## start RECORDS

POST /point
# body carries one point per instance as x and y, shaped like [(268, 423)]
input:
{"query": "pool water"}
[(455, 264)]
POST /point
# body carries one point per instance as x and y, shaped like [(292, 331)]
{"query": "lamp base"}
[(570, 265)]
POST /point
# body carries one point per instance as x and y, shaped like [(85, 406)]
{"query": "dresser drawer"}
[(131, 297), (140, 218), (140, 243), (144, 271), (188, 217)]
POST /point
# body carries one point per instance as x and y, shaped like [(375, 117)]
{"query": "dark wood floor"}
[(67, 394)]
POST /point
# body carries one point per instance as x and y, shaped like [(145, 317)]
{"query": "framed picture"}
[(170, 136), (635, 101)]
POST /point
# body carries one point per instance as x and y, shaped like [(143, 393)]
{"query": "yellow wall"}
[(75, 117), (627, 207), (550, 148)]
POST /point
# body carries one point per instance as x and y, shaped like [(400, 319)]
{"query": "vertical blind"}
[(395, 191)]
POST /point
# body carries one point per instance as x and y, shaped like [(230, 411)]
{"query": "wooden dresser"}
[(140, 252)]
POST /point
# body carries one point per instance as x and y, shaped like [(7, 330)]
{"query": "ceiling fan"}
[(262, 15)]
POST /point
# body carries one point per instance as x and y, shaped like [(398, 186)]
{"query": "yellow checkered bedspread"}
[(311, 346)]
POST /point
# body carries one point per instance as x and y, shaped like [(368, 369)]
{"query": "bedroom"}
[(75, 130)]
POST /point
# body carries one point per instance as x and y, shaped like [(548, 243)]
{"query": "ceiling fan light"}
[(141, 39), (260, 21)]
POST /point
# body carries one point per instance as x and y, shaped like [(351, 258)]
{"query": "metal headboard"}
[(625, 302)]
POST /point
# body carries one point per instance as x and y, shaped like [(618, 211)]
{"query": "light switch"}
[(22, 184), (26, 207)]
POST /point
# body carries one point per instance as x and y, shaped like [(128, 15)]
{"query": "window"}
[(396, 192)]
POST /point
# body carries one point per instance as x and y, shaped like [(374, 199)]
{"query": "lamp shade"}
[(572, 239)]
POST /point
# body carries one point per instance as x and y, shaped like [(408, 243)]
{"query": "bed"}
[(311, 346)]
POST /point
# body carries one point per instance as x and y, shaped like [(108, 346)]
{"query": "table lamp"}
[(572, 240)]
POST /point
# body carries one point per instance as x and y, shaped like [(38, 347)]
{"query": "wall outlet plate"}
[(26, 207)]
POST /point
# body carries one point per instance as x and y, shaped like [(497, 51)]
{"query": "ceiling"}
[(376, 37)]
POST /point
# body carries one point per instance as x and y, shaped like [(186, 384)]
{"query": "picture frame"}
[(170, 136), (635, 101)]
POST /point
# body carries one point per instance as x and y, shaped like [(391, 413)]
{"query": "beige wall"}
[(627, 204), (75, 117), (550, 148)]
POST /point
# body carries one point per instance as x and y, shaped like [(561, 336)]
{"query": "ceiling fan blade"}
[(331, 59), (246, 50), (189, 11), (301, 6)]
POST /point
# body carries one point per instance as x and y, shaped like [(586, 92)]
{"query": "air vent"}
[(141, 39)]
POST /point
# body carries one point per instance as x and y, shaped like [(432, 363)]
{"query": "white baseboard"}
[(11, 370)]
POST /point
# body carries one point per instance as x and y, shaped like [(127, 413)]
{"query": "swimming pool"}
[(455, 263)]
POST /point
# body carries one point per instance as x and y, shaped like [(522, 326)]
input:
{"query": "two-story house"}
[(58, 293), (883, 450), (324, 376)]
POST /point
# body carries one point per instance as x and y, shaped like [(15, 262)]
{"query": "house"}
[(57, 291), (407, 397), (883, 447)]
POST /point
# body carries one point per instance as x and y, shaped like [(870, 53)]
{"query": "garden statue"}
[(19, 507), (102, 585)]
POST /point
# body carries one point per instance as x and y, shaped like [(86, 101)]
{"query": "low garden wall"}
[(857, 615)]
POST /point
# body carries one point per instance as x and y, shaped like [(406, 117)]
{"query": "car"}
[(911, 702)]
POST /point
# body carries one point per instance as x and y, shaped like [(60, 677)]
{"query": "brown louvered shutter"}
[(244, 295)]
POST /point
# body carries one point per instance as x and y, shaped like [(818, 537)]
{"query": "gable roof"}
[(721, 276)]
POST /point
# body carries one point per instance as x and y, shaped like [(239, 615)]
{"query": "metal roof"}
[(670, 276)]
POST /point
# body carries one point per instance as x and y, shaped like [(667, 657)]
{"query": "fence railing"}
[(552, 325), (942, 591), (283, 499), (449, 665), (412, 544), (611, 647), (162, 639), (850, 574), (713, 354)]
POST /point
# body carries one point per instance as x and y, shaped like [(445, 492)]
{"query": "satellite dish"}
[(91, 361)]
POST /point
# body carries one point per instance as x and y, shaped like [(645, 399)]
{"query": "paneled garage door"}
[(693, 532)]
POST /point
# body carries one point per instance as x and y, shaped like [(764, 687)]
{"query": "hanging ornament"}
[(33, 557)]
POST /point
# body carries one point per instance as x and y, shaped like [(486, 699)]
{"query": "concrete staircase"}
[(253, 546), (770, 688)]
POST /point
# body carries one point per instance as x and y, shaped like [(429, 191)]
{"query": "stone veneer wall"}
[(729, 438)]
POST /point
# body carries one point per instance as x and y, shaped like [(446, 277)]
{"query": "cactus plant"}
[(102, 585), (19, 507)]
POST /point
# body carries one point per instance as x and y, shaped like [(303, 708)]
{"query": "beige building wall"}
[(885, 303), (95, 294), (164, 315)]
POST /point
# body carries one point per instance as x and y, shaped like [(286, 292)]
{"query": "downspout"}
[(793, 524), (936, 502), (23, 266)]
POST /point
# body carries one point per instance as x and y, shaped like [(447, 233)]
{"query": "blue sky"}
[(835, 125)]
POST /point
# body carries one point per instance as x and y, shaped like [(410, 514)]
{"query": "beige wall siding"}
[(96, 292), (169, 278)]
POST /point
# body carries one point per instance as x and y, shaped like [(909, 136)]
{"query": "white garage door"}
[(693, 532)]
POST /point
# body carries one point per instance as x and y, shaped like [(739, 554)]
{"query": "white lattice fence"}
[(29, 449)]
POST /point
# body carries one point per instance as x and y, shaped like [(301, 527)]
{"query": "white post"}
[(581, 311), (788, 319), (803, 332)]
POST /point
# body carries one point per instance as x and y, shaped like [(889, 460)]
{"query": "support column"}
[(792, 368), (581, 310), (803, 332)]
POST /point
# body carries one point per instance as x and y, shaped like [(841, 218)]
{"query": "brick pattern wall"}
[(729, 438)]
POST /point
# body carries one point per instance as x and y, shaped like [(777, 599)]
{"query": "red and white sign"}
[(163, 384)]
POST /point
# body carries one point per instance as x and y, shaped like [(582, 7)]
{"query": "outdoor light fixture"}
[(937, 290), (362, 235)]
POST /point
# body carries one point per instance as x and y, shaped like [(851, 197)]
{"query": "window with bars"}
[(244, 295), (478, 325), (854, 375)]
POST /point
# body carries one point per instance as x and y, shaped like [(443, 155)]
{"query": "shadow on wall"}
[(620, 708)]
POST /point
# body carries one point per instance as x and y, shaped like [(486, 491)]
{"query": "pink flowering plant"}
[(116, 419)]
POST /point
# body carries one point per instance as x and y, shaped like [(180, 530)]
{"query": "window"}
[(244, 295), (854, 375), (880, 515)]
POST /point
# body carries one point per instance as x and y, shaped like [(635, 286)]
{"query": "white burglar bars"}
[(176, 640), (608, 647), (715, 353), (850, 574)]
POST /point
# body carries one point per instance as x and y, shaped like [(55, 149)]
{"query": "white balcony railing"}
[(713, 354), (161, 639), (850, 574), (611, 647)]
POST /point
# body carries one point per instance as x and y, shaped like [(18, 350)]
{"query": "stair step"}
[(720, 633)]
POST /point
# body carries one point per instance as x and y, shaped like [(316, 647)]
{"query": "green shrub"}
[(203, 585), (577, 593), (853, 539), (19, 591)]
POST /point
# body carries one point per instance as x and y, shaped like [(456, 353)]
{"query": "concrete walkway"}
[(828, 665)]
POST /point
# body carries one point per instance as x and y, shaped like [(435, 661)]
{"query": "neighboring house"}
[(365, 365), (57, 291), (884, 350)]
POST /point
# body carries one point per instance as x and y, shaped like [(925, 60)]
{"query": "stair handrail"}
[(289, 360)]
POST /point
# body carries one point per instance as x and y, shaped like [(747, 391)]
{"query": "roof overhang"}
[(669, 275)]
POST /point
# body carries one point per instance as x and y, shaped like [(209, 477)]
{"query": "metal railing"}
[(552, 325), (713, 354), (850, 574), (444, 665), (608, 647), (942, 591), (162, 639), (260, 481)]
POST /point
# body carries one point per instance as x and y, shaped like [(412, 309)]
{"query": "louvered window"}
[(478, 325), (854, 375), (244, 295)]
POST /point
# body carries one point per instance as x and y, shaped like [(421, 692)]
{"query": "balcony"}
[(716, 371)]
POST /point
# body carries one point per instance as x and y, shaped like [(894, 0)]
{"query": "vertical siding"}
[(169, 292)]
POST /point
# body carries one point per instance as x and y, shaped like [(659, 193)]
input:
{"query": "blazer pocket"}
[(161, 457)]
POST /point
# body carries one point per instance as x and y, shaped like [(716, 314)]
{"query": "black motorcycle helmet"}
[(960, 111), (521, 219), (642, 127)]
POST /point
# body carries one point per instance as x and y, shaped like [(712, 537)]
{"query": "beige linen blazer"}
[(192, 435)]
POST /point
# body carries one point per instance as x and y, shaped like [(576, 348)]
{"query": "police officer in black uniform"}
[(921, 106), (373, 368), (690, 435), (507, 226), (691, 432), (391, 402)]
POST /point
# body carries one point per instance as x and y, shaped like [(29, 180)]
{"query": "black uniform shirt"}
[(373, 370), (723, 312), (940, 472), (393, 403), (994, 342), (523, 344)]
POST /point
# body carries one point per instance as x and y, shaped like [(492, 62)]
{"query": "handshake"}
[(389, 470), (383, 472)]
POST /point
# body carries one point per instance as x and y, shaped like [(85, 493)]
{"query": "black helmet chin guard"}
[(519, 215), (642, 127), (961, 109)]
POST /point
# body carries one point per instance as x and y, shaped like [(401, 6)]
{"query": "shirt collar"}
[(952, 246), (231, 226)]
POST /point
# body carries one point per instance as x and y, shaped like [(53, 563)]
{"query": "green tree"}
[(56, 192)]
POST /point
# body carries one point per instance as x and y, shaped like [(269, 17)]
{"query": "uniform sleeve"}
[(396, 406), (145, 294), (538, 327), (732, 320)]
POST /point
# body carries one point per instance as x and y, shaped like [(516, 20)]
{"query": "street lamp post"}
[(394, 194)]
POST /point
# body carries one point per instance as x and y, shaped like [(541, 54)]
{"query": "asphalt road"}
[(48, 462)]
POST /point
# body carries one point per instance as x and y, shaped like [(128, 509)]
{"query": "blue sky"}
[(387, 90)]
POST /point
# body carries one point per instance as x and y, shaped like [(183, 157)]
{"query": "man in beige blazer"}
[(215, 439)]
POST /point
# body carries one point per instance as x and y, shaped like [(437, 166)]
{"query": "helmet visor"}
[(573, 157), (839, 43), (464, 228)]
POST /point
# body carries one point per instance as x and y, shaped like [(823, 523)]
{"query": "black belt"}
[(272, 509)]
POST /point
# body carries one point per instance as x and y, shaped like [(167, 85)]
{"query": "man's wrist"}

## end RECORDS

* _TASK DETAILS_
Rewrite the items, requests included, from the first line through the line that contains "[(75, 117), (627, 207), (550, 148)]", shifting each x and y coordinate in the answer points by -83. Keep the sample points in the request lines unchanged.

* _RESULT OF THIS EXERCISE_
POST /point
# body carries one point per instance as x and y, shaped like [(268, 423)]
input:
{"query": "pool water"}
[(372, 181)]
POST /point
# body carries one point per instance as x and y, shaped like [(292, 331)]
{"query": "lamp base"}
[(487, 182)]
POST /point
# body carries one point per instance as x and y, shaped like [(85, 406)]
{"query": "dresser drawer"}
[(48, 214), (57, 135), (57, 160), (61, 188), (105, 134)]
POST /point
# body carries one point per instance as x and y, shaped like [(375, 117)]
{"query": "dark wood floor"}
[(-16, 311)]
POST /point
# body carries one point per instance as x and y, shaped like [(145, 317)]
{"query": "framed picture"}
[(87, 53), (552, 18)]
POST /point
# body carries one point per instance as x and y, shaped like [(143, 393)]
{"query": "yellow wall"}
[(-8, 34), (544, 124), (467, 65)]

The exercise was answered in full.